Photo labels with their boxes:
Begin

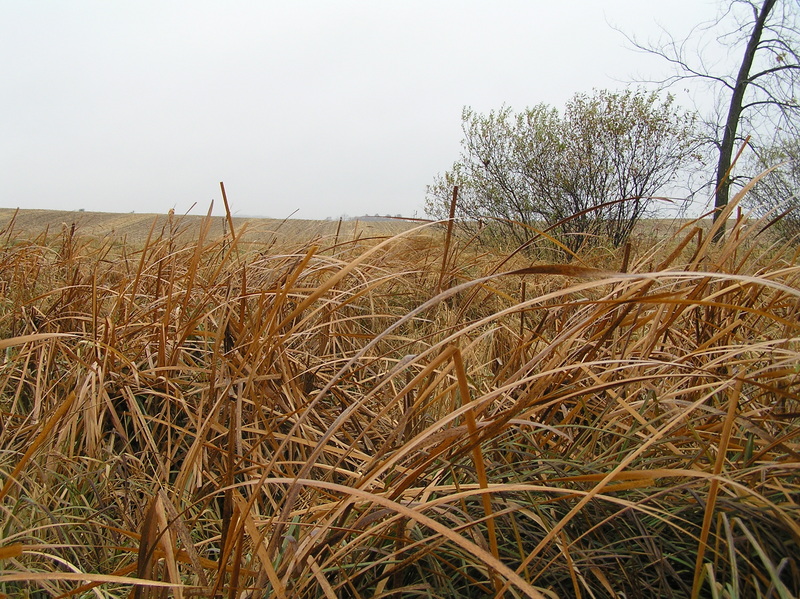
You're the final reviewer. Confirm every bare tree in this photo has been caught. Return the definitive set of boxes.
[426,90,696,252]
[626,0,800,235]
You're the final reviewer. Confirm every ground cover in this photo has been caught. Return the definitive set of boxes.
[0,199,800,598]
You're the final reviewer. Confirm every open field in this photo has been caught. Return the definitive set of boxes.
[0,204,800,599]
[0,208,412,247]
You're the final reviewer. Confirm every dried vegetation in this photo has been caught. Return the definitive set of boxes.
[0,195,800,599]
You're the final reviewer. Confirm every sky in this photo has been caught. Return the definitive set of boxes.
[0,0,719,219]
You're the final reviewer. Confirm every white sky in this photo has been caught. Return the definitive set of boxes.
[0,0,719,218]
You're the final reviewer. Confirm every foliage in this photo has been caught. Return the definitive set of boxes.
[0,199,800,599]
[427,90,695,251]
[747,140,800,240]
[628,0,800,232]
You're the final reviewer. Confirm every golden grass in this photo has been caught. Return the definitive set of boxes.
[0,195,800,599]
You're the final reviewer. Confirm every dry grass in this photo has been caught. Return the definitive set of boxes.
[0,195,800,598]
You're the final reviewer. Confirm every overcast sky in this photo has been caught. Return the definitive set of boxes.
[0,0,719,218]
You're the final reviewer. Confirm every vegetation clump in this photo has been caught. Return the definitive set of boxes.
[0,196,800,598]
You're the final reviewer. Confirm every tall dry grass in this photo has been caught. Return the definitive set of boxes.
[0,195,800,598]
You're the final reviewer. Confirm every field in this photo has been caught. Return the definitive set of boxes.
[0,203,800,599]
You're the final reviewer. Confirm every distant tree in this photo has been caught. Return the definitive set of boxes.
[628,0,800,239]
[746,139,800,240]
[426,90,696,251]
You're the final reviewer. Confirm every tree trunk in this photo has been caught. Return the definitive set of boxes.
[714,0,777,241]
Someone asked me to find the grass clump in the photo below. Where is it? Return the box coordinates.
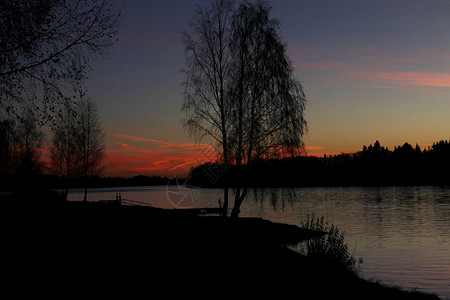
[300,215,363,273]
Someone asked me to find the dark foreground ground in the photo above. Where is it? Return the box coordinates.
[0,202,437,300]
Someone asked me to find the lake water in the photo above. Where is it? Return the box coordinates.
[69,186,450,299]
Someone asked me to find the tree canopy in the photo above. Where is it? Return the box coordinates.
[182,0,306,216]
[0,0,119,117]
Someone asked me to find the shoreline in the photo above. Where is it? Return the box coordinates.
[1,202,439,299]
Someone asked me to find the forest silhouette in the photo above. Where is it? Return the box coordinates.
[189,140,450,187]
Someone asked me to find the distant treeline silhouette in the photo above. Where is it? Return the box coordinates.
[188,140,450,187]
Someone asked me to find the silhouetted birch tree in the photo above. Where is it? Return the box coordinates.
[183,0,306,217]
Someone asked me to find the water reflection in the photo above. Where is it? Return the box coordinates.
[69,187,450,299]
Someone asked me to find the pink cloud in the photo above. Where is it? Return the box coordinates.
[299,62,450,87]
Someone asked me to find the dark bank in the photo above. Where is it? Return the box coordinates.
[1,200,437,299]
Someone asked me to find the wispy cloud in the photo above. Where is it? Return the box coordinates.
[299,61,450,87]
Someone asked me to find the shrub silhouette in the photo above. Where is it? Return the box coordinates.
[301,215,363,273]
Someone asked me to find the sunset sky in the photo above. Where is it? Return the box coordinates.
[83,0,450,176]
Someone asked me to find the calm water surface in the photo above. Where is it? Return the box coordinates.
[69,186,450,299]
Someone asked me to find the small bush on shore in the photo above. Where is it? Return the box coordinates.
[301,215,363,272]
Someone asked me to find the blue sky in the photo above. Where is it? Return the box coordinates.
[88,0,450,176]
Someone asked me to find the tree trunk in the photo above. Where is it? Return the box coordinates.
[231,187,247,218]
[222,186,228,217]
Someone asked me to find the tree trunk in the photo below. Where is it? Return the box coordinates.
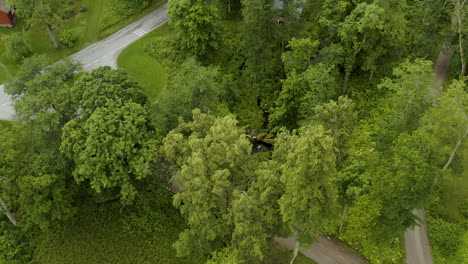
[342,69,351,95]
[343,35,367,95]
[455,0,466,80]
[0,198,17,226]
[338,204,348,234]
[433,128,468,185]
[46,25,59,49]
[289,238,300,264]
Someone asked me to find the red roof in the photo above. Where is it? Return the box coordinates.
[0,11,14,25]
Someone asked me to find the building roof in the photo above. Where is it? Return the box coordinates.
[0,11,13,25]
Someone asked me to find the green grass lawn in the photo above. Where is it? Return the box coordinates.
[34,188,316,264]
[265,246,317,264]
[0,0,164,84]
[118,23,175,98]
[34,190,203,264]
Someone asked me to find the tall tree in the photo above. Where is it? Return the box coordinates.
[152,59,223,133]
[273,126,336,263]
[164,110,252,256]
[168,0,220,57]
[338,2,406,94]
[374,59,437,150]
[60,67,157,204]
[420,81,468,179]
[7,0,64,48]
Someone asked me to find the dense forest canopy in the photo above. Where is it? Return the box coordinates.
[0,0,468,264]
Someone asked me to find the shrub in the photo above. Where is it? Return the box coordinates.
[459,199,468,218]
[2,32,32,62]
[62,6,73,19]
[59,30,78,48]
[429,218,462,258]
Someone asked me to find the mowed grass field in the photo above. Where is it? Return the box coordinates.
[118,23,176,99]
[0,0,164,84]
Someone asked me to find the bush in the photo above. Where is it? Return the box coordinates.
[59,30,78,48]
[62,6,73,19]
[429,218,463,258]
[459,199,468,218]
[2,32,32,62]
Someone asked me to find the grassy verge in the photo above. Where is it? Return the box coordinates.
[34,187,316,264]
[265,243,317,264]
[0,0,164,84]
[34,190,203,264]
[117,23,175,98]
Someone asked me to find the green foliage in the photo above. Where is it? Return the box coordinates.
[152,59,223,133]
[31,190,205,264]
[304,96,358,168]
[168,0,220,57]
[340,195,404,264]
[270,63,339,129]
[273,126,336,243]
[375,59,435,151]
[0,220,33,264]
[164,110,252,256]
[281,38,319,73]
[2,32,32,63]
[58,30,78,48]
[429,218,462,263]
[60,67,157,203]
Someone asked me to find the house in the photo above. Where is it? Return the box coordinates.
[0,11,16,27]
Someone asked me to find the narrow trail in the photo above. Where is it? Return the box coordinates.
[405,52,453,264]
[275,236,369,264]
[0,3,169,120]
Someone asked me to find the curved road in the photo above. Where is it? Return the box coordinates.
[0,4,169,120]
[0,4,442,264]
[405,52,453,264]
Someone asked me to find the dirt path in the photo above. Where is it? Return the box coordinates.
[405,210,434,264]
[405,52,453,264]
[275,236,369,264]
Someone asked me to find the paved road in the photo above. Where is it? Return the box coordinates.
[0,4,169,120]
[405,210,434,264]
[275,236,369,264]
[405,52,453,264]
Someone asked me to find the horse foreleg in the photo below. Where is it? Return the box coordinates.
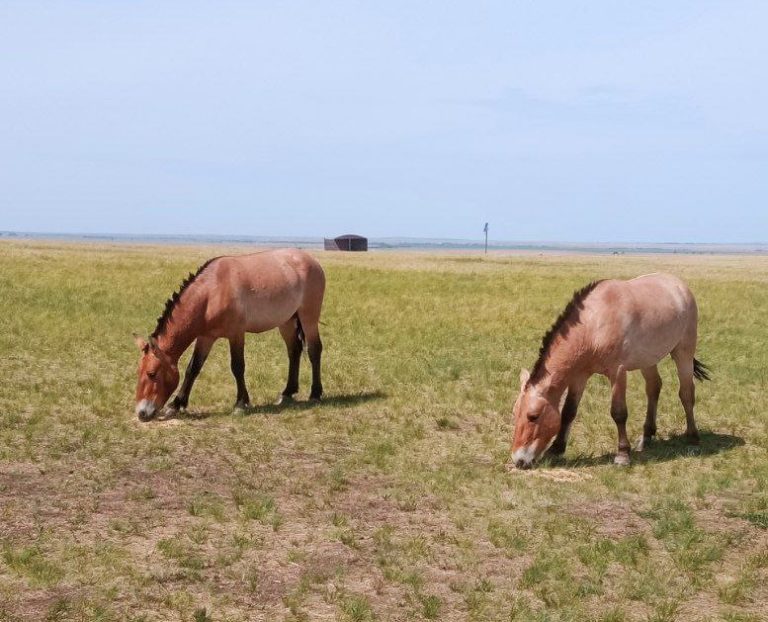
[229,334,251,410]
[547,382,586,456]
[637,365,662,451]
[169,337,214,412]
[611,367,629,465]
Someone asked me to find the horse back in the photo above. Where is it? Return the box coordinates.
[206,249,325,336]
[585,273,697,370]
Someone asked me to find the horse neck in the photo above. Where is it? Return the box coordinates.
[157,292,205,364]
[536,327,587,402]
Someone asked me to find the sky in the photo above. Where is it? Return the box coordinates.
[0,0,768,243]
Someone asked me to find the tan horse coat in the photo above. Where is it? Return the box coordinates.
[136,249,325,420]
[512,274,707,468]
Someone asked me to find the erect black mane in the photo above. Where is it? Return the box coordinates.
[528,281,602,384]
[152,257,219,339]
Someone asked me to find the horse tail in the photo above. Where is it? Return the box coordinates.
[293,312,307,349]
[693,359,711,380]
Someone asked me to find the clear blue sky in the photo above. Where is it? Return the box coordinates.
[0,0,768,242]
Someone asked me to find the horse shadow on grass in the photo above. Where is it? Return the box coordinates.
[542,430,745,468]
[161,391,387,421]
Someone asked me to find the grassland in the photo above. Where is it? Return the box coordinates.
[0,242,768,622]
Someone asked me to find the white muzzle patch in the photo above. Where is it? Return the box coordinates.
[512,440,539,467]
[136,400,157,420]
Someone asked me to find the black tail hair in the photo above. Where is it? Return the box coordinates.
[293,313,307,349]
[693,359,710,380]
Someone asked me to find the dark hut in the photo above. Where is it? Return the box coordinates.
[325,233,368,251]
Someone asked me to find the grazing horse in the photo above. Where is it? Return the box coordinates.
[512,273,709,468]
[134,249,325,421]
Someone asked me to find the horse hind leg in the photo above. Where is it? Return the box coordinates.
[611,367,630,466]
[299,309,323,400]
[277,316,304,406]
[229,334,251,410]
[672,348,699,445]
[637,365,662,451]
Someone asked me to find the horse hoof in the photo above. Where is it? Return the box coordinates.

End

▶ [PROBLEM DESCRIPTION]: Reproduce the part of the listing that opens with the line containing "Someone asked me to find the water" and closes with the line containing "[222,186,228,217]", keeping every line, requests included, but multiply each box coordinate in the answers by 0.4 and round it to a whole number, with halves rounded up. Return only those lines.

▶ [FULL OUTPUT]:
Someone asked me to find the water reflection in the photo above. Where is it? Return the box coordinates.
[28,75,180,120]
Someone asked me to find the pink cloud in the photo above. Where is it? Return the box coordinates.
[120,25,180,35]
Someone asked me to find the dark bank in the photo above. Where is it? Return the box coordinates.
[0,80,175,120]
Someone asked me to find the wispy cloud in the photo above. Where is it? Return the box coordinates.
[120,24,180,35]
Someone asked me to find the shrub silhouette in the photo above. Where is it? Return the box coordinates.
[120,86,145,109]
Someone asked me to find the sunset sky in the photo above. Where is it? Return the box coordinates.
[33,0,180,70]
Someone asked me to find the calm water surface in the photo above. Where is it? Return the box coordinates.
[28,74,180,120]
Someone asked me to find the small bush on shore in the photo above. Where is it? Return the box coordinates.
[120,86,145,109]
Someone asked me to find the blue sky in the photo above. Where is it? Return the box coordinates.
[35,0,180,70]
Someone asked me to find the tree trunk in the photo above. Where is it? Return the box coordinates.
[92,75,99,87]
[89,74,91,87]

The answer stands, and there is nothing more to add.